__Provided records__:
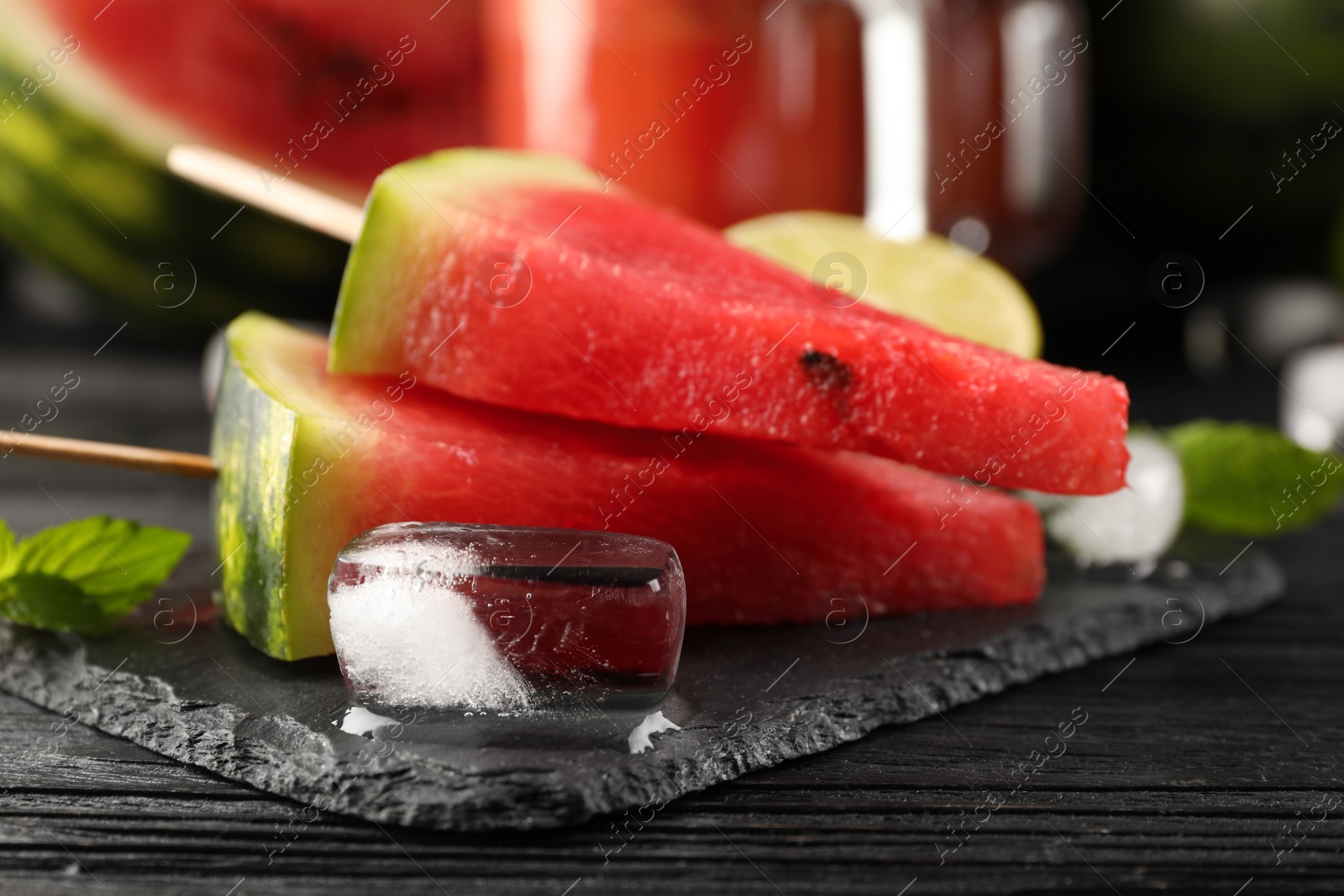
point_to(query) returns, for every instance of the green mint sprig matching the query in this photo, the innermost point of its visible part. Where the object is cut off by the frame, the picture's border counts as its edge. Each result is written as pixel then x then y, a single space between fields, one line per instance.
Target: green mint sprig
pixel 82 575
pixel 1253 481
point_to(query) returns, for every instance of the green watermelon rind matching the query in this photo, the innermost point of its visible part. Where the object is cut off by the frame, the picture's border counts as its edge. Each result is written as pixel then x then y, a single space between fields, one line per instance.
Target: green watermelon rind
pixel 78 196
pixel 253 449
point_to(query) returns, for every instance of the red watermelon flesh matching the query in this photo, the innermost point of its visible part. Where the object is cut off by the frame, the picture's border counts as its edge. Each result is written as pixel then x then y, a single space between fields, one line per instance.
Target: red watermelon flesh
pixel 297 85
pixel 612 309
pixel 766 532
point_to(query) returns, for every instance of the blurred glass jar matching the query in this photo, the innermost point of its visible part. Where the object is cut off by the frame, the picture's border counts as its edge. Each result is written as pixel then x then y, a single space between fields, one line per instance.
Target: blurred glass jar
pixel 967 117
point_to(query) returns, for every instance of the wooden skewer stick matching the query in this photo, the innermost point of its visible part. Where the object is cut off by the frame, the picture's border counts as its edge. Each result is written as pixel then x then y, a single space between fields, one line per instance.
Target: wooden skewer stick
pixel 198 466
pixel 253 186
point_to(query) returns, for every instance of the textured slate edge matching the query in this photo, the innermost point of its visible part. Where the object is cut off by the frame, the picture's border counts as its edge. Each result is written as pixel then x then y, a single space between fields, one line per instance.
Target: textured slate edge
pixel 281 755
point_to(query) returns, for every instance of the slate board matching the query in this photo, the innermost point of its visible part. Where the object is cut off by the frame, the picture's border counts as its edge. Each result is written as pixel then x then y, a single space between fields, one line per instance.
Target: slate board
pixel 745 698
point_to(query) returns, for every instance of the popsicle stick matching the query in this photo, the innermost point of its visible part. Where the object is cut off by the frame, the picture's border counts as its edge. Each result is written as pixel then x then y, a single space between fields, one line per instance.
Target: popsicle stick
pixel 198 466
pixel 253 186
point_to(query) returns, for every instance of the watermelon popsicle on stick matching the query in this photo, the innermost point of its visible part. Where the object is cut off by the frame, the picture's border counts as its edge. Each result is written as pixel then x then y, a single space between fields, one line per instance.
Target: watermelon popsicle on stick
pixel 517 280
pixel 766 533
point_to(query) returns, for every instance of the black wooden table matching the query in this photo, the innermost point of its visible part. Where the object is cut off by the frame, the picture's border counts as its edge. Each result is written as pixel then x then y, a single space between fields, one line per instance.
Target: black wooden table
pixel 1193 762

__Work order__: Only one stretch of the records above is wanted: the lines between the one holding "Target: wooden skewer stick" and the one holding "point_to(query) returns, for every instance of the textured", inclusive, reproduced exactly.

__Expected answer__:
Target: wooden skewer stick
pixel 198 466
pixel 253 186
point_to(query) returns, for every instance of the textured slate edge matching the query in this photo, the innermost point of its visible part. Where the object is cut off by the frame, the picture's border counts as its edge. Each result is written as pixel then x then y, a single space between fields, one line per instance.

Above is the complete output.